[Records from a data source]

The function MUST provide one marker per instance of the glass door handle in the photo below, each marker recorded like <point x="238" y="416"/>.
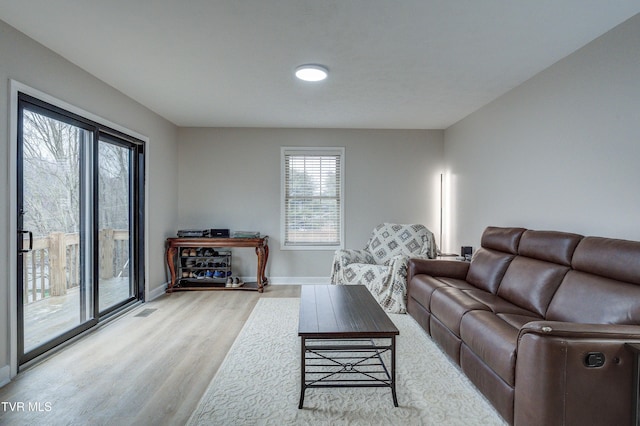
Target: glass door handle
<point x="30" y="241"/>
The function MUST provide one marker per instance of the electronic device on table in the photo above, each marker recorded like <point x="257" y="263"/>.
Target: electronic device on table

* [THE PROBLEM]: What you give back should be the lines from the one with "of the electronic" to the end of the data, copied exactly, both ends included.

* [SOLVED EXERCISE]:
The function MUST provide one marker per instance of the electronic device on table in the photo above, each marker recorded like <point x="257" y="263"/>.
Target: electronic device on table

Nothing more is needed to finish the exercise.